[Records from a collection]
*** Block opens ***
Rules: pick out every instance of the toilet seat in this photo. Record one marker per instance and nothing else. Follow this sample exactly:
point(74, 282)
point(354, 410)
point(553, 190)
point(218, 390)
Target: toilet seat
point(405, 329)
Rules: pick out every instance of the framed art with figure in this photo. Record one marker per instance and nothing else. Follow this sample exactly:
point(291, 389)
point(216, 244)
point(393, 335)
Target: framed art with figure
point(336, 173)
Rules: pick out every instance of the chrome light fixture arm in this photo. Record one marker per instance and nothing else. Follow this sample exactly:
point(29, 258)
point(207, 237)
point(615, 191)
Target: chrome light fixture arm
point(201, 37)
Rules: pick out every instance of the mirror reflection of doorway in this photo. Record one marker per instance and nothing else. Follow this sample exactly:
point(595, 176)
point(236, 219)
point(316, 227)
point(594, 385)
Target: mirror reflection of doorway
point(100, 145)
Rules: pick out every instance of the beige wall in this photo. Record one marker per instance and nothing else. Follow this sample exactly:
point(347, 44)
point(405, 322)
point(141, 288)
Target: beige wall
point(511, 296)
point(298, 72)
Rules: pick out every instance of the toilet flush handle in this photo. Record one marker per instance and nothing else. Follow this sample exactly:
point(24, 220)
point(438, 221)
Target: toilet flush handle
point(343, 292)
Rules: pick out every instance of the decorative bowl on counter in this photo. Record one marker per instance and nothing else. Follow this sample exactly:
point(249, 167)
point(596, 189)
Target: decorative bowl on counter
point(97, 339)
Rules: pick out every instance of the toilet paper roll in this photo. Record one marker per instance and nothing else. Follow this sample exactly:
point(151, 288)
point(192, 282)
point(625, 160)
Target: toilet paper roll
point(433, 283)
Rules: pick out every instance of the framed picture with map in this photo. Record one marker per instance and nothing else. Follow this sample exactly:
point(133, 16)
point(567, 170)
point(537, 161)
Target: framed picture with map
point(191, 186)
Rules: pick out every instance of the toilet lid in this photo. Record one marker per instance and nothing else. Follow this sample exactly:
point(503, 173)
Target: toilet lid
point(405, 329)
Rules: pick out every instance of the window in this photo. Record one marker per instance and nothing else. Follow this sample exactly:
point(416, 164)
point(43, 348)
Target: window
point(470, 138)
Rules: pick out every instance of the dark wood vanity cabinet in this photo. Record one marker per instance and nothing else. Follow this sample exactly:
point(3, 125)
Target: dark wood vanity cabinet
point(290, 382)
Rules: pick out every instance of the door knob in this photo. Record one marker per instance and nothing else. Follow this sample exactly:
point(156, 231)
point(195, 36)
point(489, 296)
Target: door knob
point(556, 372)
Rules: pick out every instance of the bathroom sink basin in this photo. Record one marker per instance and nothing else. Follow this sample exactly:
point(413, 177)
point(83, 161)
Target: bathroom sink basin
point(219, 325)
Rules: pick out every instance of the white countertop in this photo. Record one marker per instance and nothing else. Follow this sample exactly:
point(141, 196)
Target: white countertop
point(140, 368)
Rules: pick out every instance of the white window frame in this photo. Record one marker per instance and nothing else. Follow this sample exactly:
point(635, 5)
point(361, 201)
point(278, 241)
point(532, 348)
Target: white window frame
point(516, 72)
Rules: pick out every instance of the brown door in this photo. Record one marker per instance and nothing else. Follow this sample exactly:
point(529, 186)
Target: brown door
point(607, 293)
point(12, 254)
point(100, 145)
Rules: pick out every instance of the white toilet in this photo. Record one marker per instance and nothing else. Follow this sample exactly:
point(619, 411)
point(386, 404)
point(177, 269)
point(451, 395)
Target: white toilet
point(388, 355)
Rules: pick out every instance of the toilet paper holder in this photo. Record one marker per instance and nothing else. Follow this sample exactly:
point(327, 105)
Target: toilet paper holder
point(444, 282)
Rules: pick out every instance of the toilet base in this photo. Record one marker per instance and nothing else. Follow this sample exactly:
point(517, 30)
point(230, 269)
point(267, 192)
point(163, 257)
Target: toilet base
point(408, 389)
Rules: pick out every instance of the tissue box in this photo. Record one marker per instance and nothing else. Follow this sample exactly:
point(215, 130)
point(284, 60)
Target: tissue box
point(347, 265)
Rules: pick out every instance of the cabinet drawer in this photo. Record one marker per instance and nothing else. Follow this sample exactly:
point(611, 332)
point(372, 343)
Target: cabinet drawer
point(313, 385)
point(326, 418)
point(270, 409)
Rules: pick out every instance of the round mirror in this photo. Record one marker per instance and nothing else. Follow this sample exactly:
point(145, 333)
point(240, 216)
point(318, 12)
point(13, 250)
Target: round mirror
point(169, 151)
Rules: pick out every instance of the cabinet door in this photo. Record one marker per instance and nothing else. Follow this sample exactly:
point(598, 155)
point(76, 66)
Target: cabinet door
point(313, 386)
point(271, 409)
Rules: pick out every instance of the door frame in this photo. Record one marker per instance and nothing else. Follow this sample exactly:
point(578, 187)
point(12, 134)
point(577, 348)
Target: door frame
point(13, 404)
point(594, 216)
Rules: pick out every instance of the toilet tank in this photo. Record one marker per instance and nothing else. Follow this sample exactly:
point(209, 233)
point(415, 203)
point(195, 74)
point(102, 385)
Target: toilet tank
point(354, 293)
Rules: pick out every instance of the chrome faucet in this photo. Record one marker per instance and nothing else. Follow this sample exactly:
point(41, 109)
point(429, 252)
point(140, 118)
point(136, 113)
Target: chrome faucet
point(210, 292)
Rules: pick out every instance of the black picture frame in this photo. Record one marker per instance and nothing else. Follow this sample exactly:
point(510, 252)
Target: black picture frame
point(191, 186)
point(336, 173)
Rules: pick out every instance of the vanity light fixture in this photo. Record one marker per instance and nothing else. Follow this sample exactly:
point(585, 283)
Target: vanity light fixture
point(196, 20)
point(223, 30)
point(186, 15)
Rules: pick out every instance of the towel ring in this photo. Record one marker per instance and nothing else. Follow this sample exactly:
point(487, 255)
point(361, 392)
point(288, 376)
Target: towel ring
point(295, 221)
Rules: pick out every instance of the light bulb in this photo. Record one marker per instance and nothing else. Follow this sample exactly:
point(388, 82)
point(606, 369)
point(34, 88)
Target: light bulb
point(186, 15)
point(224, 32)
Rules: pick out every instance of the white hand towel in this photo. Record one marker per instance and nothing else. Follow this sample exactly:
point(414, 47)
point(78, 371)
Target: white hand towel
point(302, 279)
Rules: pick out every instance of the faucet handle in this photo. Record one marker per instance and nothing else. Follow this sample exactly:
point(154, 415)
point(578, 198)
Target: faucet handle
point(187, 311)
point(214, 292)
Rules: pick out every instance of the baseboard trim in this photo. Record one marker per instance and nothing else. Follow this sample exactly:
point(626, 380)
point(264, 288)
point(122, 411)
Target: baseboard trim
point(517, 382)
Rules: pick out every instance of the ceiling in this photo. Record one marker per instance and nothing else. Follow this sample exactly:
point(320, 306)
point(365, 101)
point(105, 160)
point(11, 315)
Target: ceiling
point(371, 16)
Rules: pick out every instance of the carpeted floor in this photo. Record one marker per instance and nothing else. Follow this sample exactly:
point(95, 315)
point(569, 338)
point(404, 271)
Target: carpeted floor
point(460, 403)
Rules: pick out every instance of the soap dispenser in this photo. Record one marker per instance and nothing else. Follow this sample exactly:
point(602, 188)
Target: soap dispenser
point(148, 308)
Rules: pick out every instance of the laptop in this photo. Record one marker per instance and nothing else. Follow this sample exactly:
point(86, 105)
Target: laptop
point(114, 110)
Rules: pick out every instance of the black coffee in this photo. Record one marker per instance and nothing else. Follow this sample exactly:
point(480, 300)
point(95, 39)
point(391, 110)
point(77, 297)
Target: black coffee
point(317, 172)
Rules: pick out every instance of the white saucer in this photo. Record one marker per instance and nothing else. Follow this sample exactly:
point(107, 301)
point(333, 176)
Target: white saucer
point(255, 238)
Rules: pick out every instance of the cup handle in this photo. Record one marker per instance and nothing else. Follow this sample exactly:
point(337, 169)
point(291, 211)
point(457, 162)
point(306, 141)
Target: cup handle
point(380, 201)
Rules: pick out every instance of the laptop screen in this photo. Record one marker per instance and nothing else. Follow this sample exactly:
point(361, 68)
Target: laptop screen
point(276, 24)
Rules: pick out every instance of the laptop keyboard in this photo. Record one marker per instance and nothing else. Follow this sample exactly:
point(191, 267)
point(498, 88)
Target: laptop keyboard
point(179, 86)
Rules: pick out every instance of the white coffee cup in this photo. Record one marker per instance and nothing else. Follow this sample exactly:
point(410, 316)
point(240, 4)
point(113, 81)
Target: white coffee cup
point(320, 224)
*** Block closes ***
*** Block opens ***
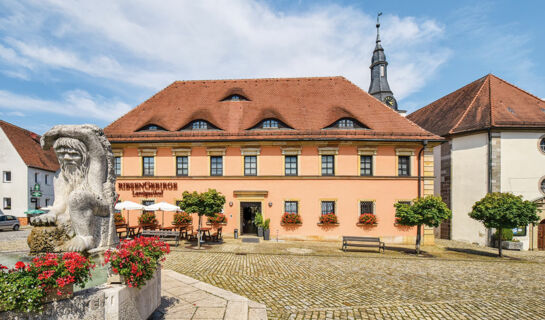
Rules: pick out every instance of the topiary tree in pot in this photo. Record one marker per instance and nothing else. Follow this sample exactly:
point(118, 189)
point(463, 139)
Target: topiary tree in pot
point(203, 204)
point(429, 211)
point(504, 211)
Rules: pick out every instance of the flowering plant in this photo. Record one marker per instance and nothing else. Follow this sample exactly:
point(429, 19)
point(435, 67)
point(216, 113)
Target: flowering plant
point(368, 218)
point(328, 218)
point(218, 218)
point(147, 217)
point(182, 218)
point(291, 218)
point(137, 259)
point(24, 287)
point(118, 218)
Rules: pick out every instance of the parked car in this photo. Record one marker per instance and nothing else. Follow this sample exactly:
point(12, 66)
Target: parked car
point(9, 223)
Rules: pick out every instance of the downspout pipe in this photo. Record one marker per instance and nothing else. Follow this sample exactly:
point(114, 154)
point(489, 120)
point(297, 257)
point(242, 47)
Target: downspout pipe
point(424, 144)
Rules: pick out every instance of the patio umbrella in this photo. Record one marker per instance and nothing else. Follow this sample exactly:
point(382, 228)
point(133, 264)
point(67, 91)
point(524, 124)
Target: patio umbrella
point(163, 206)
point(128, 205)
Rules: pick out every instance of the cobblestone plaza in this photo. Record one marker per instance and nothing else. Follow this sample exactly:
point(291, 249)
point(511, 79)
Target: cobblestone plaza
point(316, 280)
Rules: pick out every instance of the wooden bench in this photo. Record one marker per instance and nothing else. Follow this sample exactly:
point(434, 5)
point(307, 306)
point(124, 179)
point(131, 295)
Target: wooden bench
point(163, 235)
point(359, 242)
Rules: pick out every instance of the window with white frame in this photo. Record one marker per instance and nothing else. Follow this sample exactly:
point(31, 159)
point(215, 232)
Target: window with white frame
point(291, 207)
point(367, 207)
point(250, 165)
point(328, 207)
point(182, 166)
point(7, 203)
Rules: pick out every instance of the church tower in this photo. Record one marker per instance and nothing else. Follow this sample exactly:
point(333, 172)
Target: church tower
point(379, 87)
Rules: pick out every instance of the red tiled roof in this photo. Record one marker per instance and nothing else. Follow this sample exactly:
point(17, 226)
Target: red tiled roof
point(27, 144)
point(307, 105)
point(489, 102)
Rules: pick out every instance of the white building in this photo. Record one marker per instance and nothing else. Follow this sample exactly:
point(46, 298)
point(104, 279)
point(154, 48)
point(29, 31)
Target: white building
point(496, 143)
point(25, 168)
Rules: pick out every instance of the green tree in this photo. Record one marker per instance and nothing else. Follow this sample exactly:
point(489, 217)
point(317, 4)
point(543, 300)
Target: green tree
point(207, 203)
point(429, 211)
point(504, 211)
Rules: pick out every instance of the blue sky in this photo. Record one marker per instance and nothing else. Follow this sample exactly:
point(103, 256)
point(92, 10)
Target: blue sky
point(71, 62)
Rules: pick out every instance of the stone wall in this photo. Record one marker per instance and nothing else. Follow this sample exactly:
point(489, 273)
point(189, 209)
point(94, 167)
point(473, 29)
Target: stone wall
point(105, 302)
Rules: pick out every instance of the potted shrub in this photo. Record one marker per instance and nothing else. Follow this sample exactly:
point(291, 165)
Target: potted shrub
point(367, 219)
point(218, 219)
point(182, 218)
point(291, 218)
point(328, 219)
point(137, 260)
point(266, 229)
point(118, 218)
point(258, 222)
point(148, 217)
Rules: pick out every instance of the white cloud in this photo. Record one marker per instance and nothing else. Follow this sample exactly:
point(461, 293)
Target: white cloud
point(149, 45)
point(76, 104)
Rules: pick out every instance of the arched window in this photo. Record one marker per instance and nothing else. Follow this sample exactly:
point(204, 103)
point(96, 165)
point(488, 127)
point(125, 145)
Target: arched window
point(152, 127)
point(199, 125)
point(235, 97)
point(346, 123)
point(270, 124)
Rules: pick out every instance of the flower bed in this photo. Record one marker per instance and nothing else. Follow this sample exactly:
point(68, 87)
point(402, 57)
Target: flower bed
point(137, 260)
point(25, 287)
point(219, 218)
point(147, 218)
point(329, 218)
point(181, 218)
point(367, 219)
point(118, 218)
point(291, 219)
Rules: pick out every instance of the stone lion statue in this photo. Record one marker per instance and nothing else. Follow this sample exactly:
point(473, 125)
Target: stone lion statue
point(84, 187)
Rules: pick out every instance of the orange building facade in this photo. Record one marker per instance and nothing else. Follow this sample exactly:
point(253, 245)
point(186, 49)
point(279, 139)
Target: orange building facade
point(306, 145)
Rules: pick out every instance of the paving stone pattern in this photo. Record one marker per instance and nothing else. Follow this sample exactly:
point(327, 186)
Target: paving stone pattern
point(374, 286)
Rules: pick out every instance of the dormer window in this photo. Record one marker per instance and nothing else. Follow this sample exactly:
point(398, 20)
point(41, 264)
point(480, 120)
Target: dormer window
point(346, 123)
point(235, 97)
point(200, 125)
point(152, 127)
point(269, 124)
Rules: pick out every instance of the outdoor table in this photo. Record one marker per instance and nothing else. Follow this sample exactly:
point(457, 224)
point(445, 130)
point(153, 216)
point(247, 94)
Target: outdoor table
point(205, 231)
*** Block closes ***
**Try it**. Please, from the entries above, set down exactly the lines from the one containing "point(278, 241)" through the one containing "point(529, 186)", and only those.

**Response area**.
point(278, 241)
point(532, 348)
Target: white window frame
point(516, 72)
Rules: pick out every instance of the brown door in this photo. Record one marker per instance and nothing else. Follow this sample exactly:
point(529, 186)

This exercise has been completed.